Items listed in a dataset:

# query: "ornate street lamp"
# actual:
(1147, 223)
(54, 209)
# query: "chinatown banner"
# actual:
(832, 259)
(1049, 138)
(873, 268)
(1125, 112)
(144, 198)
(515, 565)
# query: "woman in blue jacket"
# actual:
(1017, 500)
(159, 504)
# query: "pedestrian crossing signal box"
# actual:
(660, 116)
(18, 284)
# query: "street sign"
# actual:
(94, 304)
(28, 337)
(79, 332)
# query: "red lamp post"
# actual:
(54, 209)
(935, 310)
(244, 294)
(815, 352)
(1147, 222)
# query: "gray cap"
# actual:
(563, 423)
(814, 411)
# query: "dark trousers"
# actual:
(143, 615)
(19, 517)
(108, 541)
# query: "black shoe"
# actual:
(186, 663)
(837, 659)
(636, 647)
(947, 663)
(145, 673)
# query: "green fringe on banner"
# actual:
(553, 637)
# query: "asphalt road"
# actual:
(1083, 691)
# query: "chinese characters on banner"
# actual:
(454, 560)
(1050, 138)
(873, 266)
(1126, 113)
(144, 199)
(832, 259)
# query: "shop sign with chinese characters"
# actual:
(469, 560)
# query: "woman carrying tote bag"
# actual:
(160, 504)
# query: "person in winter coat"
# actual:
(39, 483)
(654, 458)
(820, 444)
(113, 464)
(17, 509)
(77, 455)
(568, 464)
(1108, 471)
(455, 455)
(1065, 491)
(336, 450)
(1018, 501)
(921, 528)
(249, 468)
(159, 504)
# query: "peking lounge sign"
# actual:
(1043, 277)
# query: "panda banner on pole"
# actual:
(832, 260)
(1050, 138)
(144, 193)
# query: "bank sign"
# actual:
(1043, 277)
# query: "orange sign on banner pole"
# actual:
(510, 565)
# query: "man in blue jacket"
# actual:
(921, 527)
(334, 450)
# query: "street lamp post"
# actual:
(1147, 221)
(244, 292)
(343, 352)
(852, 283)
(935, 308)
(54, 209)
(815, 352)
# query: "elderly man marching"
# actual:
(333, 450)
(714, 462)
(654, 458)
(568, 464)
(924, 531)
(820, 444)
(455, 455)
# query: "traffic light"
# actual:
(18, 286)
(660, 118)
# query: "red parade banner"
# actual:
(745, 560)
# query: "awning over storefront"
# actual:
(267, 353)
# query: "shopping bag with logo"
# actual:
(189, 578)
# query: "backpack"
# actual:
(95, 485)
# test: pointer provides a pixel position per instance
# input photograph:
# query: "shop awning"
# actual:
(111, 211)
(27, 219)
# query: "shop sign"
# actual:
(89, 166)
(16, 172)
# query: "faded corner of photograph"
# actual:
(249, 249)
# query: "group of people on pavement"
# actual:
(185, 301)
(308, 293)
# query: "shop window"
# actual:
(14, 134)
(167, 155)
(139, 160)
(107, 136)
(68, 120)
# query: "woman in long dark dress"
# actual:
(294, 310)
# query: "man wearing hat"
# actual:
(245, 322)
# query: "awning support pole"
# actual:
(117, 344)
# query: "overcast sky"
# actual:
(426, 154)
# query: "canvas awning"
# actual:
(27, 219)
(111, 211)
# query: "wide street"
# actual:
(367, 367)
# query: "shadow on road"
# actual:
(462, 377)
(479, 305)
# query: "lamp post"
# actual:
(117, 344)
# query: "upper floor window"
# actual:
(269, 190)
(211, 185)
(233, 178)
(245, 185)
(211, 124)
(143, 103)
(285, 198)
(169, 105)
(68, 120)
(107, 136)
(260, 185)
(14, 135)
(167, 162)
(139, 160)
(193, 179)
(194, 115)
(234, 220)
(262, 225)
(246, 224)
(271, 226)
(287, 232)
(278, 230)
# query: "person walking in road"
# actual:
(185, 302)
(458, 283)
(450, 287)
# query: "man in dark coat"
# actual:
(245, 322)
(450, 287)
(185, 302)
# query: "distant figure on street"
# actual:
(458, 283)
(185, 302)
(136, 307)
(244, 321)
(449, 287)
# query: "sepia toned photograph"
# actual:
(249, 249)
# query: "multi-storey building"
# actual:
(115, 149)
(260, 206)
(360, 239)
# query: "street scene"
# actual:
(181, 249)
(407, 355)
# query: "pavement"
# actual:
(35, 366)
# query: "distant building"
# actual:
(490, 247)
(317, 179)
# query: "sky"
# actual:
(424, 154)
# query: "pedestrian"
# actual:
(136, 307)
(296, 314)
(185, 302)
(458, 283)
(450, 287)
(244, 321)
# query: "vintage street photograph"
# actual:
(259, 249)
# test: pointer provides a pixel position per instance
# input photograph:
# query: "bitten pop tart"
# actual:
---
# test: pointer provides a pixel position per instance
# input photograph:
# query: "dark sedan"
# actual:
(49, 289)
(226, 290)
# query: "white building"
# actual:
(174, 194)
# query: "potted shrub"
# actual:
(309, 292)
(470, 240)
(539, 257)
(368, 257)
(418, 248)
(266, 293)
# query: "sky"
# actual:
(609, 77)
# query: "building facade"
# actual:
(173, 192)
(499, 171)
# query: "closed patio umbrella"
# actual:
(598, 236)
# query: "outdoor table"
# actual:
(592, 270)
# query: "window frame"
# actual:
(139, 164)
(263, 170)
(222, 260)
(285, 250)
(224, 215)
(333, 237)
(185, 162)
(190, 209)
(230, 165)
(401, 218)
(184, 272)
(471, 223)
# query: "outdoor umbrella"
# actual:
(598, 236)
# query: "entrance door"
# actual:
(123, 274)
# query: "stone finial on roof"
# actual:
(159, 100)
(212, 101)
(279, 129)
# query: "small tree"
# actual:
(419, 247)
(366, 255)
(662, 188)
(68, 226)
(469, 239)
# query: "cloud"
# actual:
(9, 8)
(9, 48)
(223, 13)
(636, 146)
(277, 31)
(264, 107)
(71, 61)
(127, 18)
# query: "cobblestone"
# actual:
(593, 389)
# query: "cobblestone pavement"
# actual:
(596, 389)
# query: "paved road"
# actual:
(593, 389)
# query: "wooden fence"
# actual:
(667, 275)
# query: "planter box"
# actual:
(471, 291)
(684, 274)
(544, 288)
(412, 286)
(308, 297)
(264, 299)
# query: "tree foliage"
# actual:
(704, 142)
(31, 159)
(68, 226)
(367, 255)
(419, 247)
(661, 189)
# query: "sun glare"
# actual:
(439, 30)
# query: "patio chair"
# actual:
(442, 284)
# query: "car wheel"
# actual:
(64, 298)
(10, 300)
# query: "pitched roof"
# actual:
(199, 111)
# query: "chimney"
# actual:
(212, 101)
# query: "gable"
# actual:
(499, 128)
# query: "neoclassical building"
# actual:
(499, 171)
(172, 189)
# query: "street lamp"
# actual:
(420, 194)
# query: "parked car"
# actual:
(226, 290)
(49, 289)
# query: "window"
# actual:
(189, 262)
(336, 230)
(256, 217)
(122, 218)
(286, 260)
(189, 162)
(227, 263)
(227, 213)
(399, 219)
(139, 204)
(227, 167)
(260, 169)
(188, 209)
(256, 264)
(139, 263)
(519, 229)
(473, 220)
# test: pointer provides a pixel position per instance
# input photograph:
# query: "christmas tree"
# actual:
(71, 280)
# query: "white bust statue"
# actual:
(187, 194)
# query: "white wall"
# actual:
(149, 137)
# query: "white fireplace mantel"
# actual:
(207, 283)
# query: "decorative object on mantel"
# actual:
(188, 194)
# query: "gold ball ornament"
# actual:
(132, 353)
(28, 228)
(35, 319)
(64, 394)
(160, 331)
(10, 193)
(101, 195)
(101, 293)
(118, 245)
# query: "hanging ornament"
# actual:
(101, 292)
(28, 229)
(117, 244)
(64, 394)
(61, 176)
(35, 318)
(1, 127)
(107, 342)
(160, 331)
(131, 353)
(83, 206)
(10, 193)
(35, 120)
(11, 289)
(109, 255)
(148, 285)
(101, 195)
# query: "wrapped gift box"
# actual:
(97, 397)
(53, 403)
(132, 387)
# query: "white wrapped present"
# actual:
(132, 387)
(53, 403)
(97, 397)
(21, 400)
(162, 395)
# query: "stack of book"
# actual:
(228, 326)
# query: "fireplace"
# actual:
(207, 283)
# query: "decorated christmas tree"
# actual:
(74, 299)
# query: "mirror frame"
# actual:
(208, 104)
* * *
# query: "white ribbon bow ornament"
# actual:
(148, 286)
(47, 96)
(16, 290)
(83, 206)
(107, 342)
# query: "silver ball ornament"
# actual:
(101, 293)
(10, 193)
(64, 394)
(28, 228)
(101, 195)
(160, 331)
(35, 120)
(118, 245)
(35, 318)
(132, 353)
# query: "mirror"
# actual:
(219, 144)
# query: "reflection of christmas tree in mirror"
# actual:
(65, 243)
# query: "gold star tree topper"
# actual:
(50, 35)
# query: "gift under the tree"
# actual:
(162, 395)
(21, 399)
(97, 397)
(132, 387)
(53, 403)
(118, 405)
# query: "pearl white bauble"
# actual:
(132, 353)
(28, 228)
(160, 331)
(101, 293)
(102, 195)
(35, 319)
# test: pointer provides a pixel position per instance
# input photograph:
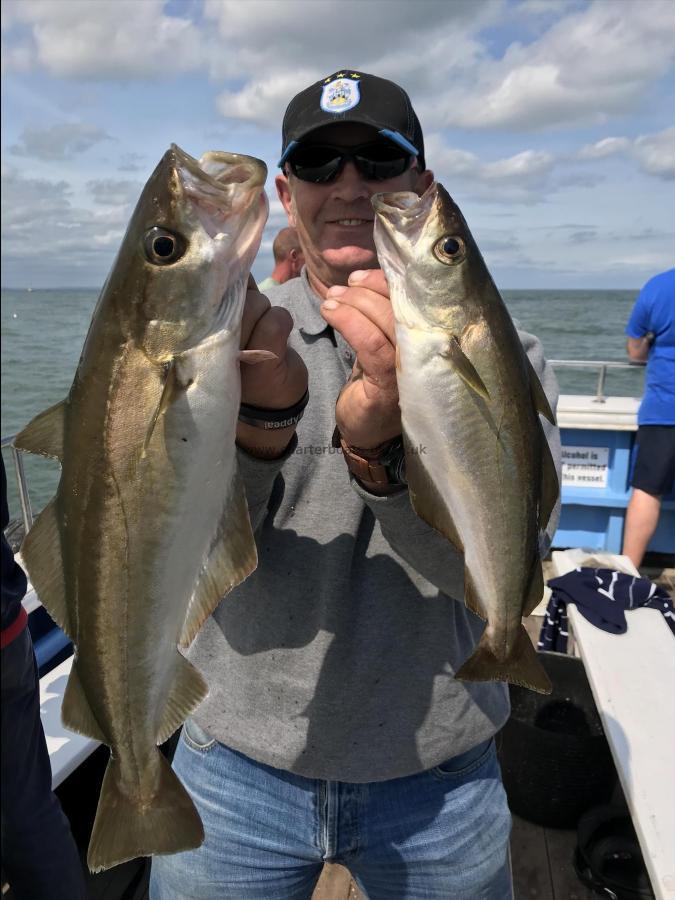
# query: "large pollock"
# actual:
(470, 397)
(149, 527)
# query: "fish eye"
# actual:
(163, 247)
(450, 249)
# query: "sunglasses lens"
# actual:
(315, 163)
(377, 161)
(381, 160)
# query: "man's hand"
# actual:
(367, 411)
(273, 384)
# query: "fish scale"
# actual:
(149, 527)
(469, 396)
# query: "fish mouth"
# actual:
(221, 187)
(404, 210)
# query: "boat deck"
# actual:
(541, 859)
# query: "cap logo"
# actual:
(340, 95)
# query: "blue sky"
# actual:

> THE PROBLEM
If a line in the records holds the string "logo", count it, and give only the total.

> RESPONSE TO THE TASK
2